### DIRECTION
Pull out every line of the listing below that contains the word "driveway", matching its case exactly.

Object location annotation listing
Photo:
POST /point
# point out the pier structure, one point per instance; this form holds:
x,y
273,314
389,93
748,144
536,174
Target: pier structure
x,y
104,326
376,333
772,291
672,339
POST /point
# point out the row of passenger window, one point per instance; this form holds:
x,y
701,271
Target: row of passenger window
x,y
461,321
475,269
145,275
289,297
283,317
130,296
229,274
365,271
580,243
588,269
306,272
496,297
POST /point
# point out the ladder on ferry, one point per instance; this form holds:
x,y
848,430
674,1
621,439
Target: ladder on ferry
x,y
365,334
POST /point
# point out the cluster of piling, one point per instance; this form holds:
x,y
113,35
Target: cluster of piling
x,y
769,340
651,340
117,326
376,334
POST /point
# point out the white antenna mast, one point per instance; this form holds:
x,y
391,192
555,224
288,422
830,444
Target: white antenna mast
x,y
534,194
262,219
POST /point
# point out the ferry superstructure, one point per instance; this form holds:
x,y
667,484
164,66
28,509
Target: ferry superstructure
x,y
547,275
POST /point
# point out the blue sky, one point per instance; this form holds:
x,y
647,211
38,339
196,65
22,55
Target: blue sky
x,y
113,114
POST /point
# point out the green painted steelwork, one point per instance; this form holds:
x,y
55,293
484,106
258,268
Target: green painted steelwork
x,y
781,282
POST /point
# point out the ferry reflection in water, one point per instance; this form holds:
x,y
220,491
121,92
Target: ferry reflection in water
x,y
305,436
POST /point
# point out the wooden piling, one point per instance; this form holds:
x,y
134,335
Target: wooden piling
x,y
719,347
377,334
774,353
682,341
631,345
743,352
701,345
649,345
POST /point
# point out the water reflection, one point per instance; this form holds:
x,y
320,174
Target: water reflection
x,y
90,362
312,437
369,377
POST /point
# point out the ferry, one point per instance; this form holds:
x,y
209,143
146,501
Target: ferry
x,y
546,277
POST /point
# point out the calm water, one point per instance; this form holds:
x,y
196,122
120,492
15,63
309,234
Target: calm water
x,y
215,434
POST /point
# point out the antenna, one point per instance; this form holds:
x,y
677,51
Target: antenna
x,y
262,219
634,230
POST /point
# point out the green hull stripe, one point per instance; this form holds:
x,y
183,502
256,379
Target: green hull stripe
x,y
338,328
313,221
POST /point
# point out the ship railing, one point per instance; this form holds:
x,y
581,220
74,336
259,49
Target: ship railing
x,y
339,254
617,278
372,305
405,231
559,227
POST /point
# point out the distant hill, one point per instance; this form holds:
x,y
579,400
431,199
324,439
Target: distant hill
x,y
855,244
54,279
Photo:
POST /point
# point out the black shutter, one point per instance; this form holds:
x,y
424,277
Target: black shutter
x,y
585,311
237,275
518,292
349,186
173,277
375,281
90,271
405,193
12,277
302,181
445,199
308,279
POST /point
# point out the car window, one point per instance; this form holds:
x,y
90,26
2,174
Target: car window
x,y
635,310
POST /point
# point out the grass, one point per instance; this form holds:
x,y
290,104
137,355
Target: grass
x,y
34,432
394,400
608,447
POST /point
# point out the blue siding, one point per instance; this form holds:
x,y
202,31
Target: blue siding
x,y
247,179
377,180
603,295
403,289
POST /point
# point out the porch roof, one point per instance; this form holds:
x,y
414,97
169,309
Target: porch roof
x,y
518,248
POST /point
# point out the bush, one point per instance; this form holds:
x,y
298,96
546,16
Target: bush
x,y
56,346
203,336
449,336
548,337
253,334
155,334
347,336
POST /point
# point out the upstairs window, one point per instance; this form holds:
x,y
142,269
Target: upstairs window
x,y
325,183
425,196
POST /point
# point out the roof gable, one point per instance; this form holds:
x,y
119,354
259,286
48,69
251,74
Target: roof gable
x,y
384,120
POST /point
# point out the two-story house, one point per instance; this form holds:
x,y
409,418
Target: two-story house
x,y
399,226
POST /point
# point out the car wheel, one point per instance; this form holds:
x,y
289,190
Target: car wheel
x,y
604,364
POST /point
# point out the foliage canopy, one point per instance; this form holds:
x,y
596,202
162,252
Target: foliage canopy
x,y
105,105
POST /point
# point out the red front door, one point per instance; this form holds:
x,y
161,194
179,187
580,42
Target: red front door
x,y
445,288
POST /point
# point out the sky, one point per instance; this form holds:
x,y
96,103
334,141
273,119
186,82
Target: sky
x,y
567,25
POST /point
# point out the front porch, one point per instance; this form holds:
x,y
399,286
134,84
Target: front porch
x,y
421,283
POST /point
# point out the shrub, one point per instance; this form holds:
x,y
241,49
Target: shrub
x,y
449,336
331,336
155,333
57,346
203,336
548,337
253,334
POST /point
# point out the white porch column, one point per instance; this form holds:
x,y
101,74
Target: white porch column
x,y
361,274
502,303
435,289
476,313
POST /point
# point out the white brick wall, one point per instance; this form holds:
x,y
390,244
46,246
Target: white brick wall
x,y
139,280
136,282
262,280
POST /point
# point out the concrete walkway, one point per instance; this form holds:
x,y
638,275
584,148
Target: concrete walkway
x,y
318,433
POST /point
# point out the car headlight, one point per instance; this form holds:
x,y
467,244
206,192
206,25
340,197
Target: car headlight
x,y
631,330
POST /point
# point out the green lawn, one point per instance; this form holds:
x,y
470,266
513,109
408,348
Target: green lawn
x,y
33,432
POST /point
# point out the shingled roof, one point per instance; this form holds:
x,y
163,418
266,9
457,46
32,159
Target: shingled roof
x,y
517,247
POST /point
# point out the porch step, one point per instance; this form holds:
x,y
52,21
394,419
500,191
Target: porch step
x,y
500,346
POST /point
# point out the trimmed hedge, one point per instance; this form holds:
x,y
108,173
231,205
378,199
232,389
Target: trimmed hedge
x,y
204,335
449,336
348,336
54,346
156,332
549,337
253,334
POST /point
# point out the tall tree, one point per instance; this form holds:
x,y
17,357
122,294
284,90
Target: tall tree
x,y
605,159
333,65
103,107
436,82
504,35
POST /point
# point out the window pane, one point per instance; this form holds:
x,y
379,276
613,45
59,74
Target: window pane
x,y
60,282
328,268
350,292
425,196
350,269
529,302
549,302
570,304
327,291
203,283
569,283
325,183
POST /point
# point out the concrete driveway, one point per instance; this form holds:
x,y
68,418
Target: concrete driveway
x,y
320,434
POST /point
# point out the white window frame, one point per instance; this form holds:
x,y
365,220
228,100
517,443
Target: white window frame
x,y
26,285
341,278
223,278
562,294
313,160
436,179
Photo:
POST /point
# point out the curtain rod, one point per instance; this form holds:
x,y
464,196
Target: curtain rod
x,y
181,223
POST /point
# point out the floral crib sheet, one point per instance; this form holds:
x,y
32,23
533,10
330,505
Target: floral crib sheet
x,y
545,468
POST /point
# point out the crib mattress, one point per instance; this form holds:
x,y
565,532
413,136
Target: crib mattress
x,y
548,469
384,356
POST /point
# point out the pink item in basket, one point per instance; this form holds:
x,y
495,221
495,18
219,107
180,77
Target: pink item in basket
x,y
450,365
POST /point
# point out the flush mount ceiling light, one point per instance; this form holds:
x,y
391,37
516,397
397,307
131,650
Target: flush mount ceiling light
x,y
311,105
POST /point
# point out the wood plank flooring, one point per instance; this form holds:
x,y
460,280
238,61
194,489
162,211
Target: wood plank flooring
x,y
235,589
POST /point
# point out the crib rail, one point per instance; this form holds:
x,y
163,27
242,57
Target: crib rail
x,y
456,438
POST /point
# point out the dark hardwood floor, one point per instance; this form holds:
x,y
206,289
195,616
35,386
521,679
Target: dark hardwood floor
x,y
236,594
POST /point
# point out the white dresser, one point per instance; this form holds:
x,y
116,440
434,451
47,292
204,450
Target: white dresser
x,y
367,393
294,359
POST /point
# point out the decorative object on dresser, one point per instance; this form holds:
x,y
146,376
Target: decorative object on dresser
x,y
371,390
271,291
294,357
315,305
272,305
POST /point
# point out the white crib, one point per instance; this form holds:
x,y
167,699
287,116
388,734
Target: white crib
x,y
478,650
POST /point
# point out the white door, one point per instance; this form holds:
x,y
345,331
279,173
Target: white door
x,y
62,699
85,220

### TASK ANSWER
# point out the concrete driveway, one point per instance; this form holds:
Target: concrete driveway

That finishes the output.